Фрагмент текста:
*****
Путь вхождения человека в эту скинию, процесс его приобщения Агнцу, и через Агнца – Богу, описывается в Апокалипсисе двояко, но в обоих случаях с использованием образности, связанной с красотой.

С одной стороны, это приобщение доступно лишь тем, кто «следует за Агнцем, куда бы Он ни пошел» (Откр 14. 4), то есть следует за Ним вплоть до Креста. Изображение последователей Христа как прекрасных в своем подвиге мучеников – стандартный прием в Апокалипсисе. Под жертвенником оказываются «души убиенных за слово Божие и за свидетельство, которое они имели» – «и даны были каждому из них одежды белые» (Откр 6. 9 – 11). Предстоят престолу Божию «те, которые пришли от великой скорби» – и стоят они «в белых одеждах и с пальмовыми ветвями в руках своих»; они «омыли и убелили одежды свои Кровью Агнца» (7. 9, 14). На стеклянном море с гуслями Божиими[40] стоят «победившие зверя и образ его, и начертание его и число имени его» (15. 2)[41]. Тысячелетнего соцарствования Христу сподобляются «души обезглавленных за свидетельство Иисуса и за слово Божие, которые не поклонились зверю, ни образу его, и не приняли начертания на чело свое и на руку свою» (20. 4).
*****
Записанные сведения:
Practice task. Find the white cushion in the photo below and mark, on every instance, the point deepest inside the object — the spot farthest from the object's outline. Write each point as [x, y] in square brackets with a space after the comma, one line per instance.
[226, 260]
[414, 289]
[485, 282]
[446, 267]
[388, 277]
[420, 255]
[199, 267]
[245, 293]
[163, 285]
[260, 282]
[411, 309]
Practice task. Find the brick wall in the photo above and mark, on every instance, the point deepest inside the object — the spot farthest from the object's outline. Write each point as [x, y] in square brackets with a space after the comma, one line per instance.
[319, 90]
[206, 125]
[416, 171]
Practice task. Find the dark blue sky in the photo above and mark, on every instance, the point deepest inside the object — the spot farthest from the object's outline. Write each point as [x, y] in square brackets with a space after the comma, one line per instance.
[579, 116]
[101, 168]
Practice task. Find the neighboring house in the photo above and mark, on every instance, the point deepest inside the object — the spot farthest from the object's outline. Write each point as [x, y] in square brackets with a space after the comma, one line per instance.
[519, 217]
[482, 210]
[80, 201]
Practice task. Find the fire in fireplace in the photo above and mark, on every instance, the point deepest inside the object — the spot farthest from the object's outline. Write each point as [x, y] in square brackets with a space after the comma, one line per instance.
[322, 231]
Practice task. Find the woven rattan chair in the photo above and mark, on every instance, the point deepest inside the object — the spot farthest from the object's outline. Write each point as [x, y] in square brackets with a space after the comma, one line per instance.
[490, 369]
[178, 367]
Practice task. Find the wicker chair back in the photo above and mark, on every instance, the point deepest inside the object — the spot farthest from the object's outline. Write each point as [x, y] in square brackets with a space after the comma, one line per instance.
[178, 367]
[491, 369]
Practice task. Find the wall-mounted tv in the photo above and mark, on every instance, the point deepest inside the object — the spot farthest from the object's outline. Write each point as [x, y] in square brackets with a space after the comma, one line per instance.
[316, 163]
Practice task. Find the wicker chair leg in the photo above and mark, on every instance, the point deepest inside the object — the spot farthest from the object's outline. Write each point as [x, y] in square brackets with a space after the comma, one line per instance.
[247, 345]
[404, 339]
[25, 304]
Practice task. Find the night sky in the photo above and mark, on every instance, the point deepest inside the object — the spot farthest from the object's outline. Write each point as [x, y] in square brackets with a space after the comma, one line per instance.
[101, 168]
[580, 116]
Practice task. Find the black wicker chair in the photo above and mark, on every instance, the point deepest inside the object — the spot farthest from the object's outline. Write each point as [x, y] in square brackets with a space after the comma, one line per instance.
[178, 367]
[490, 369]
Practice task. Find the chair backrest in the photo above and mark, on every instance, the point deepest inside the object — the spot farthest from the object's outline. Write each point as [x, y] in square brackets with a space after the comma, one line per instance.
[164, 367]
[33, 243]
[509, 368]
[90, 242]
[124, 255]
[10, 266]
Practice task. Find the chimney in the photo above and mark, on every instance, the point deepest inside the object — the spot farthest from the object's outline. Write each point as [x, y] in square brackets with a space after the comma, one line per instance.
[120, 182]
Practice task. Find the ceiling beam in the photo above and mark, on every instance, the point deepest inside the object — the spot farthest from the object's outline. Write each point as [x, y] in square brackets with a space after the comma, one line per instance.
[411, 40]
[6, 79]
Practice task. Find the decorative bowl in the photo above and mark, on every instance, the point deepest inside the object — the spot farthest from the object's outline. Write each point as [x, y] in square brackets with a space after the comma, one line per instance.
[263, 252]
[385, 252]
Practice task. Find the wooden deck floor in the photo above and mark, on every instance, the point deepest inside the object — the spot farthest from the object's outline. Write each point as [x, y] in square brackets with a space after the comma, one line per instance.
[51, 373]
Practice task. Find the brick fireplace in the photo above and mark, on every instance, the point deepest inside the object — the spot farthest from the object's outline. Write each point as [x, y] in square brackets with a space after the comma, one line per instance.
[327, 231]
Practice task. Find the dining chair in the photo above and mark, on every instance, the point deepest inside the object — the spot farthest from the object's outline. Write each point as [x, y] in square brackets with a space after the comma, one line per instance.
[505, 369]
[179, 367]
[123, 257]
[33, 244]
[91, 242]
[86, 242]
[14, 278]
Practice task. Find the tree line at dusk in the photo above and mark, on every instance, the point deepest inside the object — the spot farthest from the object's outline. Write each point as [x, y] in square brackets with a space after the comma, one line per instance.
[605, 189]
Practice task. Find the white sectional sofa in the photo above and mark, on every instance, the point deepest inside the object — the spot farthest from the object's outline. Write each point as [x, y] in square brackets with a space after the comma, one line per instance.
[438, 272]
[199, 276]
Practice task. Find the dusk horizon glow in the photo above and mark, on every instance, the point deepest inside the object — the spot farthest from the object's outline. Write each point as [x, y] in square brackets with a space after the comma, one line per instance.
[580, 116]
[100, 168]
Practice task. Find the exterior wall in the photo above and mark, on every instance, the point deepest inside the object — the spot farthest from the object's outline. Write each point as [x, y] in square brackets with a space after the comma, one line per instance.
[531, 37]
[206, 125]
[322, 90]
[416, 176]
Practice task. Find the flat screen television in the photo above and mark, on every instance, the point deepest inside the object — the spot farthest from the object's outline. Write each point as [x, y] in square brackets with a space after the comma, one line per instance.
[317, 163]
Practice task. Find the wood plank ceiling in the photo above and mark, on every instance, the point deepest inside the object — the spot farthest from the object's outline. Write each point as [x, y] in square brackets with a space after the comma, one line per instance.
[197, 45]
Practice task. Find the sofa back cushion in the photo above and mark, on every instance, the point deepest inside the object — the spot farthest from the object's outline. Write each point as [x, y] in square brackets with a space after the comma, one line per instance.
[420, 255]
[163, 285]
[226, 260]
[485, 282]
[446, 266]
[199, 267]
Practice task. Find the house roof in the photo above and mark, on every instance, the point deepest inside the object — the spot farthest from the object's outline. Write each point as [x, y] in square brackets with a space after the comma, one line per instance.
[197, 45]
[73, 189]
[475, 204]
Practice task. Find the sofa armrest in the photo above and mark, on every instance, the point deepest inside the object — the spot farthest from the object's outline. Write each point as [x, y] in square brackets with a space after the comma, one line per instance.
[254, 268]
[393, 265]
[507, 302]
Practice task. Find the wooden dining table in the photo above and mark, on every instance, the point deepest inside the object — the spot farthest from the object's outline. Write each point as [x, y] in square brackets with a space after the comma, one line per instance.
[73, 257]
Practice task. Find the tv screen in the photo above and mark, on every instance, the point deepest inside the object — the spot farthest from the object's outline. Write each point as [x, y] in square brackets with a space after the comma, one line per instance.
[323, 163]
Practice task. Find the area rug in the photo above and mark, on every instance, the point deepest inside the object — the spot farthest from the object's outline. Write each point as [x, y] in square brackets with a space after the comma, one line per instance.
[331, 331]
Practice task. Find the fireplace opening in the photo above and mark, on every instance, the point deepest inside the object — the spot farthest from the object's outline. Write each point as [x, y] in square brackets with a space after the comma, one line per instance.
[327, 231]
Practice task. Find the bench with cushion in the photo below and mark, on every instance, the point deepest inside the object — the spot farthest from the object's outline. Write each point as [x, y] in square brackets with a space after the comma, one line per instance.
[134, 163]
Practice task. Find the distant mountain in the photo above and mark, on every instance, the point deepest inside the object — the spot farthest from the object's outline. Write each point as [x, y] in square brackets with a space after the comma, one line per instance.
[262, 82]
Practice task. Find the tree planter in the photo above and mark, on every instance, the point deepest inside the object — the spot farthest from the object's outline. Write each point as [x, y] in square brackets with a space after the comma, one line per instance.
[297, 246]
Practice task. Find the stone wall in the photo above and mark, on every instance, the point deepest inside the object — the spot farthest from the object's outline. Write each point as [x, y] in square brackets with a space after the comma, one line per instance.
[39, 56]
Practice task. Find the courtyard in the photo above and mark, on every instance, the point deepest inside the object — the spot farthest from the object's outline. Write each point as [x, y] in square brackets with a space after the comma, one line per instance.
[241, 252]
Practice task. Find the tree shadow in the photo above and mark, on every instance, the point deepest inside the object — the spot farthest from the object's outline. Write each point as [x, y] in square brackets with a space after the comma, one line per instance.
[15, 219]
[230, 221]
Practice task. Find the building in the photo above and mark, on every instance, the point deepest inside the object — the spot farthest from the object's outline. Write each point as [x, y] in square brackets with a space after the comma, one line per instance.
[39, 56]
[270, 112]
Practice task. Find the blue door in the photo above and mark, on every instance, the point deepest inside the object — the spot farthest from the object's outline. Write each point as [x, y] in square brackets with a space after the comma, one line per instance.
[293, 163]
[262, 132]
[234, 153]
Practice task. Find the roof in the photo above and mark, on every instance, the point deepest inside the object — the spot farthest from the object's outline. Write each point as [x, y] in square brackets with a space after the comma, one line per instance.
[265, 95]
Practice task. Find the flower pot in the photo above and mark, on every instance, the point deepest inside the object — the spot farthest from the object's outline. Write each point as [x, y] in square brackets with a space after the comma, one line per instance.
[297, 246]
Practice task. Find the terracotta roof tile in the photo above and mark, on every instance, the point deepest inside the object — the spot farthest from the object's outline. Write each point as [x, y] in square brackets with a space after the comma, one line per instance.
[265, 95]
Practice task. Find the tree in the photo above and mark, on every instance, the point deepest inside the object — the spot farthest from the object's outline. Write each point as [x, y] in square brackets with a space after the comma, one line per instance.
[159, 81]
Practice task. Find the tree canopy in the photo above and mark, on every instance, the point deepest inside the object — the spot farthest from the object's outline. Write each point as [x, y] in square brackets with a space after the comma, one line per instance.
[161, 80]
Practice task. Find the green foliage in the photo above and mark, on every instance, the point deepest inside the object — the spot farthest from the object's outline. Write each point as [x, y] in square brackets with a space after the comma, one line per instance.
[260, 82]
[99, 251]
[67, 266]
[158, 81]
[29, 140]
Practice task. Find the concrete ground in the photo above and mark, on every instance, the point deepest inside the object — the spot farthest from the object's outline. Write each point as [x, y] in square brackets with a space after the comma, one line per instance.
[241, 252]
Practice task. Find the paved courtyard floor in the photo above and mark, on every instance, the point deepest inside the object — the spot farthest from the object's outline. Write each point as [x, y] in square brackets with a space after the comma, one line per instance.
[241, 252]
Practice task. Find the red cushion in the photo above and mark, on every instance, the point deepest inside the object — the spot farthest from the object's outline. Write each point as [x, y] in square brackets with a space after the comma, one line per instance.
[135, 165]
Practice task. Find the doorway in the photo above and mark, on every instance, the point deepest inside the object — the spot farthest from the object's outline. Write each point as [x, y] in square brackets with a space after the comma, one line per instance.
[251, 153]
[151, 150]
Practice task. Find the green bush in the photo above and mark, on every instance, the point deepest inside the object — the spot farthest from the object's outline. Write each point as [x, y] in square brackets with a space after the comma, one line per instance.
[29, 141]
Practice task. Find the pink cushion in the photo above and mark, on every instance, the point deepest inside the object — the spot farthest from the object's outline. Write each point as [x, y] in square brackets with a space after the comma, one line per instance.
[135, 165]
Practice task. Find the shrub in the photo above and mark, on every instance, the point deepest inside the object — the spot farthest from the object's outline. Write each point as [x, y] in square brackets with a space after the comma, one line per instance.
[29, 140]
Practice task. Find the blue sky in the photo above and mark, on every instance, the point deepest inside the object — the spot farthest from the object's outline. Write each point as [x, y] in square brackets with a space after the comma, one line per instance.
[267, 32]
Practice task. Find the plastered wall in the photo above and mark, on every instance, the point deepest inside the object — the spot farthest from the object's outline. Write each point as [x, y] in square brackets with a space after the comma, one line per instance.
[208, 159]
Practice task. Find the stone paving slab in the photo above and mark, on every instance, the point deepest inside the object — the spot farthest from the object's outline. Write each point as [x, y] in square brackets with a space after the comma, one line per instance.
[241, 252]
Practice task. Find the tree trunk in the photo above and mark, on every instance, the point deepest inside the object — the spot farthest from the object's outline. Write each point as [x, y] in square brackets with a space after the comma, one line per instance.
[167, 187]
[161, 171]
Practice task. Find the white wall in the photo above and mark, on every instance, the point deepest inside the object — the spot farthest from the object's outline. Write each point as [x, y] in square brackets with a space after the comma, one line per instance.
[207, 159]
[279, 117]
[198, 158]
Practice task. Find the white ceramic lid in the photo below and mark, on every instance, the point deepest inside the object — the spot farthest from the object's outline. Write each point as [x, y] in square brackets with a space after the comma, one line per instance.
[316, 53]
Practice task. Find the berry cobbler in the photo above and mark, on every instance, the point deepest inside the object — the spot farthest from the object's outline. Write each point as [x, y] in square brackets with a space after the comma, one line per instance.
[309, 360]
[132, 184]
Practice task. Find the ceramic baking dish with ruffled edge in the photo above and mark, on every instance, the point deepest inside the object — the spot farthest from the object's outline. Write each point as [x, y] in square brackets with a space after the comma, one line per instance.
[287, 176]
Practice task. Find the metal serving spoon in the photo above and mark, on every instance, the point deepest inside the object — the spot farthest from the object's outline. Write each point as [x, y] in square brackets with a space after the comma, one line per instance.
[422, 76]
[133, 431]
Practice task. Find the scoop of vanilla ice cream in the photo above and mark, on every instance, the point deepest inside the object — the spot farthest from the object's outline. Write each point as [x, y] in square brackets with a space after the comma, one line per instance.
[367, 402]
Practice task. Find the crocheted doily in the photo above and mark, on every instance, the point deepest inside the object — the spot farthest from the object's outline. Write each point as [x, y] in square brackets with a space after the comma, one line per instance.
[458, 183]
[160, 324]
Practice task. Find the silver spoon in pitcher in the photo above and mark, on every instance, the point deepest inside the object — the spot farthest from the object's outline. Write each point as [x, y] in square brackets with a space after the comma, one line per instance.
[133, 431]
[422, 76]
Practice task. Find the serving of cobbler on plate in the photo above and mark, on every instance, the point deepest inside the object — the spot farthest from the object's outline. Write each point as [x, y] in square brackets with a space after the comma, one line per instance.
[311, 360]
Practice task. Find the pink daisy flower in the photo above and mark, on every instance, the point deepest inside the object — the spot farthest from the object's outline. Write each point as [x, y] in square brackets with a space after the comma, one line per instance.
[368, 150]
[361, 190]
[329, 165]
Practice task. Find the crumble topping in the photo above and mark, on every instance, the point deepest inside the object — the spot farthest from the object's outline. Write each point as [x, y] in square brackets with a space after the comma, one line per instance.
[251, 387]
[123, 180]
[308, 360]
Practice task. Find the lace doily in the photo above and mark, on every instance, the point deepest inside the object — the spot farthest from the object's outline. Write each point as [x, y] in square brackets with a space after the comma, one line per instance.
*****
Обязательное задание A:
Перенесите полностью, строку за строкой, ту часть записей, что открывается строкой со словами «Practice task. Find the crumble» и продолжается до самого конца записей, увеличив на 123 каждую координату точек.
Обязательное задание B:
Продолжите фрагмент о приобщении человека Агнцу в Апокалипсисе, начав сразу после его последнего предложения.

Письменный ответ A:
Practice task. Find the crumble topping in the photo above and mark, on every instance, the point deepest inside the object — the spot farthest from the object's outline. Write each point as [x, y] in square brackets with a space after the comma, one line per instance.
[374, 510]
[246, 303]
[431, 483]
Practice task. Find the lace doily in the photo above and mark, on every instance, the point deepest inside the object — the spot farthest from the object's outline. Write each point as [x, y] in square brackets with a space after the comma, one line per instance.

Письменный ответ B:
С другой стороны, Апокалипсис живописует эсхатологическое единение твари с Творцом в актах литургического поклонения[42]. В поклонение Богу и Агнцу перед небесным престолом, совершаемое четырьмя животными и двадцатью четырьмя старцами, вовлекается «всякое создание, находящееся на небе и на земле, и под землею, и на море, и все, что в них» (Откр 4 – 5, цитата из 5. 14). «Великое множество людей, которого никто не мог перечесть, из всех племен и колен, и народов и языков… в белых одеждах и с пальмовыми ветвями в руках своих», «те, которые пришли от великой скорби», «пребывают ныне перед престолом Бога и служат ему день и ночь в храме Его, и Сидящий на престоле будет обитать в них» (7. 9 – 17, цитаты из 7. 9, 14 – 15)[43].

Таким образом, свет, характеризующий божественную жизнь, божественная красота сообщается верному Христу человеку в том случае, если он готов засвидетельствовать эту верность мученичеством и если он объединяется со своими собратьями – а также и с небесными силами – в акте прославления и благодарения Бога[44].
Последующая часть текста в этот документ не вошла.